Отрывок со страницы >>
Ты создана не для любви, а для дела

Близость Маши с отцом была редким даром и в то же время ловушкой. Он доверял ей больше других, нуждался в её участии, но именно поэтому не хотел отпускать от себя. Первые глубокие чувства Марии были связаны с Павлом Бирюковым – ближайшим последователем Толстого и его биографом. Они нравились друг другу, всё шло к свадьбе, и, казалось, семья не будет возражать. Но произошёл резкий поворот.

По одной версии, именно Софья Андреевна жёстко воспротивилась браку: она не одобряла Бирюкова и запретила ему появляться в Ясной Поляне. Влюблённые не виделись два года, и эта история не переставала мучить Машу. По другой версии, описанной Павлом Басинским, решающим оказался голос отца. Именно он отказал Бирюкову и отговорил дочь. Не желая терять столь ценную помощницу, Толстой поступил эгоистично. Но сделал это, как всегда, мягко и внушающе – так, что дочь не смогла ему возразить. Бирюков позже женился на другой, но до конца жизни хранил тёплые чувства к Марии.

Что сделать >>
1. Сократите абзац из отрывка о Маше и её отце, который начинается словами «По одной версии», и оформите его списком.
2. Допишите следующую часть отрывка о Маше и её отце, начав сразу после его последнего предложения.

Исходные данные >>
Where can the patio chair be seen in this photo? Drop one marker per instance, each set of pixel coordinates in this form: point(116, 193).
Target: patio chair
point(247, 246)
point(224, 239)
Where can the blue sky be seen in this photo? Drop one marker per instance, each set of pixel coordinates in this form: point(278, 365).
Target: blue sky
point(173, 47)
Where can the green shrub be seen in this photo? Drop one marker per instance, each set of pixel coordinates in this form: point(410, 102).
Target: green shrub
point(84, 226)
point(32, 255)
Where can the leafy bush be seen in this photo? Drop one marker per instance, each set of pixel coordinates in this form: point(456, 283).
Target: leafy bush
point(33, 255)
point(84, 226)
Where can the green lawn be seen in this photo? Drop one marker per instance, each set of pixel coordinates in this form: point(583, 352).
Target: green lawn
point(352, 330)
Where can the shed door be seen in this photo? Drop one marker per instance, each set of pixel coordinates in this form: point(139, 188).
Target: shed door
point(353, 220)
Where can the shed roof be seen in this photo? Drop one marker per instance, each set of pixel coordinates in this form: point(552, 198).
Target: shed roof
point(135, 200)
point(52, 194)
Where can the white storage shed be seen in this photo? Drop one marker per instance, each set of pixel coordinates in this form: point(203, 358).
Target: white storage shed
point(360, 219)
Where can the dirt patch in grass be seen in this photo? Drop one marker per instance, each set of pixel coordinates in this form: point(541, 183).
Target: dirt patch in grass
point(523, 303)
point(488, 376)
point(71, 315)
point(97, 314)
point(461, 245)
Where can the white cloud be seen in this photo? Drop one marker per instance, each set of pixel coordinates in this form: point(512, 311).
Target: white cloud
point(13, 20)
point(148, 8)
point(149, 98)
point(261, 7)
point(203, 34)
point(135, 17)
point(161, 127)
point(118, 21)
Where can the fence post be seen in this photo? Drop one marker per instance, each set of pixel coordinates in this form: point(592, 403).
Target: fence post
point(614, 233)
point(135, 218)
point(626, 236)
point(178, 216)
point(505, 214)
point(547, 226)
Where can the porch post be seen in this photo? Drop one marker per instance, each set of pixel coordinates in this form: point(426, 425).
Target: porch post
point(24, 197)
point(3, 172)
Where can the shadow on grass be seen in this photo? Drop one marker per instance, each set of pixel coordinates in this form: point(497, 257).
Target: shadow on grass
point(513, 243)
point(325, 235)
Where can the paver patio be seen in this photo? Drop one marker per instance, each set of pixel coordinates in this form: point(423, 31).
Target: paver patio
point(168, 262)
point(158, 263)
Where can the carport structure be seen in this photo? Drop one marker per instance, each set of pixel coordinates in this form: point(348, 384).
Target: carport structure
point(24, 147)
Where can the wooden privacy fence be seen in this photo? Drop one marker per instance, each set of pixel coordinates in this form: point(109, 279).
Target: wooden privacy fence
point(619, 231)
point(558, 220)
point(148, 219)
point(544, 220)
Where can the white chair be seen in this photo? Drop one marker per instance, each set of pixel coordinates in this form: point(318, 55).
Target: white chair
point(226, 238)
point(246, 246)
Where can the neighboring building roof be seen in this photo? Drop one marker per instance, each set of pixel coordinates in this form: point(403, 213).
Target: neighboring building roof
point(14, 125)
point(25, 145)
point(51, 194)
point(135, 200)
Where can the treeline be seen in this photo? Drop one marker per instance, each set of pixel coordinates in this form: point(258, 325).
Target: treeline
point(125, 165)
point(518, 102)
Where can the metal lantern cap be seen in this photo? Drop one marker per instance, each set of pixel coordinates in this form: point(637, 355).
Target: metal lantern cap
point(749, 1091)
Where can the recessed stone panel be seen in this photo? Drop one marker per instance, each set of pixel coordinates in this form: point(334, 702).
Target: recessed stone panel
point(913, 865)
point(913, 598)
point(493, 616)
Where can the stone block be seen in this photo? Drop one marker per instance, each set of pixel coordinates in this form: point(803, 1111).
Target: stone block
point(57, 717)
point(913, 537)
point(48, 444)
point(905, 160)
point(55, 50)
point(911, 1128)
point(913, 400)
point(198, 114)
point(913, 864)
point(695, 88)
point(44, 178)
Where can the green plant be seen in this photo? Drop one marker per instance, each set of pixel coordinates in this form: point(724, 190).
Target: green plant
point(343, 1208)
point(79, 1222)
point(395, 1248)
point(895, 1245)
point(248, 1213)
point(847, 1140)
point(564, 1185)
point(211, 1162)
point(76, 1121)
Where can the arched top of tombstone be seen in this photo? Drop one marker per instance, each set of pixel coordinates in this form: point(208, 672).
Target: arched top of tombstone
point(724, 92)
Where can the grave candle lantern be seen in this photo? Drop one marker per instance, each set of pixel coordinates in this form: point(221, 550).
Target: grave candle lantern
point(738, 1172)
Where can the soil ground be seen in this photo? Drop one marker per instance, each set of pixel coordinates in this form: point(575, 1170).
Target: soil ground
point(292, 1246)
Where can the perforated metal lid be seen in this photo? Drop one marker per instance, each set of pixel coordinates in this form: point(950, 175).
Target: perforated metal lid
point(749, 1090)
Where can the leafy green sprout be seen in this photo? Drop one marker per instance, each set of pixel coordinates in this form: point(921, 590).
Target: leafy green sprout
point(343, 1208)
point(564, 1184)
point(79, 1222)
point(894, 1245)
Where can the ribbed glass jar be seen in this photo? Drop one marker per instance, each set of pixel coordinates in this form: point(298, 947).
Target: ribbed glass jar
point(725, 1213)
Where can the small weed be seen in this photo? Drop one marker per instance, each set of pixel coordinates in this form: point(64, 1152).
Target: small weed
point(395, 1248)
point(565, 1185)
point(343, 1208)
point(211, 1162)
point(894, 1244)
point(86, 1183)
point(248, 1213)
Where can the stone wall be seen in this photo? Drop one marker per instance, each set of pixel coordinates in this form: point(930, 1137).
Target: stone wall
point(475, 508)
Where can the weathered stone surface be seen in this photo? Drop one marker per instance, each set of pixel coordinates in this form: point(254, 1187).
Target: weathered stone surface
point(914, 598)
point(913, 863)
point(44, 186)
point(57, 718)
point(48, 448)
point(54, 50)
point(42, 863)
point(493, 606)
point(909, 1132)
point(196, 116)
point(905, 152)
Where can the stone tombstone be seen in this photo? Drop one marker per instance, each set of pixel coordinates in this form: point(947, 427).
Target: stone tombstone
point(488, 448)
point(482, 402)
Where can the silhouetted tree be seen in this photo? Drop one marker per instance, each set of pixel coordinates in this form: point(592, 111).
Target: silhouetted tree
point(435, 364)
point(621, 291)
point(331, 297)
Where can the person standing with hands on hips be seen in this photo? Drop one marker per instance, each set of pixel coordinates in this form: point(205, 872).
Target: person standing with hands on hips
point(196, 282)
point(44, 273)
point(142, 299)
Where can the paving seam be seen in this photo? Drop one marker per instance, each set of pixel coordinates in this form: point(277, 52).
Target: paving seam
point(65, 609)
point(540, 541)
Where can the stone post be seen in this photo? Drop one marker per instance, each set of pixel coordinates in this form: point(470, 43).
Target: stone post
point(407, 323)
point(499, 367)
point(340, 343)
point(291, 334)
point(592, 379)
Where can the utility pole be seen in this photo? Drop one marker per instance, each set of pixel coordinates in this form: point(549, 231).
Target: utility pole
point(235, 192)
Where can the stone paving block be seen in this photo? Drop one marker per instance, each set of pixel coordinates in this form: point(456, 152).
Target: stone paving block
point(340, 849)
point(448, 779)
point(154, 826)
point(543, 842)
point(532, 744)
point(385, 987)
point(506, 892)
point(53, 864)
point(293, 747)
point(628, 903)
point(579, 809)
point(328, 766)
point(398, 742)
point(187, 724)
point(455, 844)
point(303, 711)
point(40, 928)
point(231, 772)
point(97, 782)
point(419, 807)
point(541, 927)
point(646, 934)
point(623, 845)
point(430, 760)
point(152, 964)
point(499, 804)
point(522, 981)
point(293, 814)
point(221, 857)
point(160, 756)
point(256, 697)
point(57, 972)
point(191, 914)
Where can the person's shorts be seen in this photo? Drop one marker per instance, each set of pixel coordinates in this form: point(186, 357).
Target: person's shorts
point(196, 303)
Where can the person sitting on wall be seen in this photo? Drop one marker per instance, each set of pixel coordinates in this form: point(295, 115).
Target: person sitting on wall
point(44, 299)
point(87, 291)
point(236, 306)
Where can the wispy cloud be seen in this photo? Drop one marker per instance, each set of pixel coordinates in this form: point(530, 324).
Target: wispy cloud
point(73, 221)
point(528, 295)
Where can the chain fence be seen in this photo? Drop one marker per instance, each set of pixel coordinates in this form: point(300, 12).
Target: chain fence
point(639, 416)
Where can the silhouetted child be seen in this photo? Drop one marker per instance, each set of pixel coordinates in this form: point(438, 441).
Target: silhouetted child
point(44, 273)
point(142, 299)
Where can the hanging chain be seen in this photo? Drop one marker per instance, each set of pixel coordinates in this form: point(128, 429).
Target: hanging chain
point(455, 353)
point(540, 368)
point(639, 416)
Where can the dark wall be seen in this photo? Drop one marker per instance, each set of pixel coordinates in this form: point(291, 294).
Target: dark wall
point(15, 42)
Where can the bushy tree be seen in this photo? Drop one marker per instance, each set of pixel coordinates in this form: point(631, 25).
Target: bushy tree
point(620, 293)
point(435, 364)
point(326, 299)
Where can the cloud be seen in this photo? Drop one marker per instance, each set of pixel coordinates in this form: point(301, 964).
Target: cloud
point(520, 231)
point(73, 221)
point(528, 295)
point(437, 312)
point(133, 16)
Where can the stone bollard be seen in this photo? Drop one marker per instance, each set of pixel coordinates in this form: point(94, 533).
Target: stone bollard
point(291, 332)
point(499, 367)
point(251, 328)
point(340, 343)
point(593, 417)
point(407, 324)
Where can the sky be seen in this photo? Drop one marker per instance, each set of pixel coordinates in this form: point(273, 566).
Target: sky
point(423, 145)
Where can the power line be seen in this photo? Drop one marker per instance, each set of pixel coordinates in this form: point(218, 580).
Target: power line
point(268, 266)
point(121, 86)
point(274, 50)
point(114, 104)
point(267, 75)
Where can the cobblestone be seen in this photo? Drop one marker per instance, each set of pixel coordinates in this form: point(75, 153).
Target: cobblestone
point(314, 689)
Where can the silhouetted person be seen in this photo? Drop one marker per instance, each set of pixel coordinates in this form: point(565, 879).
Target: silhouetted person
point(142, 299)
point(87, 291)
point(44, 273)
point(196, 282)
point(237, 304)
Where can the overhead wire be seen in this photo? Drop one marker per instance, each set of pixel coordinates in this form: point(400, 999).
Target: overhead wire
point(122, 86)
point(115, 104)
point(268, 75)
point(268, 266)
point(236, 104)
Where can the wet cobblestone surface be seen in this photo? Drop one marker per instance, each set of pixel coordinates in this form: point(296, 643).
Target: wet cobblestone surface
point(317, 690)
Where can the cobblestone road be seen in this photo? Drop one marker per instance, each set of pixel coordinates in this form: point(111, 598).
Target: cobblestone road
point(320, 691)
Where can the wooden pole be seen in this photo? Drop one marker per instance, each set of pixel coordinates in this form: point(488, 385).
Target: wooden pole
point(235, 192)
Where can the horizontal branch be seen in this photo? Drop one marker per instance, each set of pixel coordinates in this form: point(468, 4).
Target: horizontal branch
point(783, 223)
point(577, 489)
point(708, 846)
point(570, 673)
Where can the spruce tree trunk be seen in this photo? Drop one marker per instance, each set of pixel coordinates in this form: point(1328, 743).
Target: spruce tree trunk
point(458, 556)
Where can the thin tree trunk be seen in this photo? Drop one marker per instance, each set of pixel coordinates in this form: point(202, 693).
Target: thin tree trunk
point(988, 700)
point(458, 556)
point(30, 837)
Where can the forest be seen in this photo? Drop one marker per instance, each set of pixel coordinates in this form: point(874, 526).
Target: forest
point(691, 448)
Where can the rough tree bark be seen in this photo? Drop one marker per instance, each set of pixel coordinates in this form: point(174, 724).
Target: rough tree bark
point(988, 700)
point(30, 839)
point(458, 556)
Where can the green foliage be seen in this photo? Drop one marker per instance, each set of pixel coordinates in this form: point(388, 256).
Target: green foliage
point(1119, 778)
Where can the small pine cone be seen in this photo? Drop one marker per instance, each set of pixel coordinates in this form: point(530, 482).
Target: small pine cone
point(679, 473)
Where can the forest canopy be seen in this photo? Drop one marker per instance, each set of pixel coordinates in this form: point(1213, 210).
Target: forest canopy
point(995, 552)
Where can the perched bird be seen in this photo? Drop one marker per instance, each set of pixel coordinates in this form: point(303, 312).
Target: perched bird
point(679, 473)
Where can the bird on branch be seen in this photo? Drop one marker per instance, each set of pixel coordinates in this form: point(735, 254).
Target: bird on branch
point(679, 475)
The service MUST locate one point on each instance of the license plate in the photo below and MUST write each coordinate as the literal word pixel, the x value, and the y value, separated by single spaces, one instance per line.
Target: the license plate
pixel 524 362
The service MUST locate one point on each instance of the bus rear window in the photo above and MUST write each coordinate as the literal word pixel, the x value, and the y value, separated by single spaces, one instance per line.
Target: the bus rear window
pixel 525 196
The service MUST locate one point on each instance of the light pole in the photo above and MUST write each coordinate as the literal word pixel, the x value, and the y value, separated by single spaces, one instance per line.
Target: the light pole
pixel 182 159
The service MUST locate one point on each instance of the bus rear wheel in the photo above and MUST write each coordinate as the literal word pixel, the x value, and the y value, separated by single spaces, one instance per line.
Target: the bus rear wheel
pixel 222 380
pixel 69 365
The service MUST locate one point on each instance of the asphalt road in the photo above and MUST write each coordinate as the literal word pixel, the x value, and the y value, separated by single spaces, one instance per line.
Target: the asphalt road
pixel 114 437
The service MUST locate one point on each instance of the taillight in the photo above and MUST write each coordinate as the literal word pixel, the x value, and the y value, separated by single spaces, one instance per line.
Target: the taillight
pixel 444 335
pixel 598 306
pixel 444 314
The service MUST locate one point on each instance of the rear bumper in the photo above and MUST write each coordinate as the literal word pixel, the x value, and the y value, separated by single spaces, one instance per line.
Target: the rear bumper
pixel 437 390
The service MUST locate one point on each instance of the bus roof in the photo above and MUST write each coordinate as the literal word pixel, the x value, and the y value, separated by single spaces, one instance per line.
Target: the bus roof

Ожидаемый результат >>
1.
- По одной версии, против брака выступила Софья Андреевна. Она не одобряла Бирюкова и запретила ему бывать в Ясной Поляне.
- Влюблённые не виделись два года, и эта история постоянно мучила Машу.
- По версии Павла Басинского, всё решил отец: он отказал Бирюкову и отговорил дочь.
- Толстой не хотел терять ценную помощницу и поступил эгоистично. Но сделал это мягко и убедительно, так что дочь не смогла ему возразить.
- Позже Бирюков женился на другой, но до конца жизни сохранял тёплые чувства к Марии.

2.
Следом был Петя Раевский, сын давнего друга Толстого. Но и тут вмешался отец, посчитавший, что, чем скорее Раевский исчезнет из жизни его дочери, тем «светлее и лучше» ей будет. Домашнего учителя музыки Николая Зандера Толстой отверг уже по социальным соображениям. Однако на этот раз Мария не подчинилась сразу. Она встречалась с Зандером тайно, чем вызвала ужас у отца: он не мог поверить, что Маша способна на такое.

Мария с сестрой Татьяной и мужем Николаем Оболенским
Мария с сестрой Татьяной и мужем Николаем Оболенским

Брак, который не стал сепарацией

Мария во многом повторила судьбу старшей сестры Татьяны: обе были помощницами отца и обе из-за его отказов долго не могли выйти замуж. В 26 лет Маша влюбилась в князя Николая Оболенского, бедного, но доброго и искреннего человека, внучатого племянника Льва Николаевича. Это был её самостоятельный выбор, и, брак наконец состоялся. Казалось, теперь всё могло сложиться. Но Маша так и не сепарировалась от отца. Семейная жизнь с человеком, который искренне любил её, не принесла счастья.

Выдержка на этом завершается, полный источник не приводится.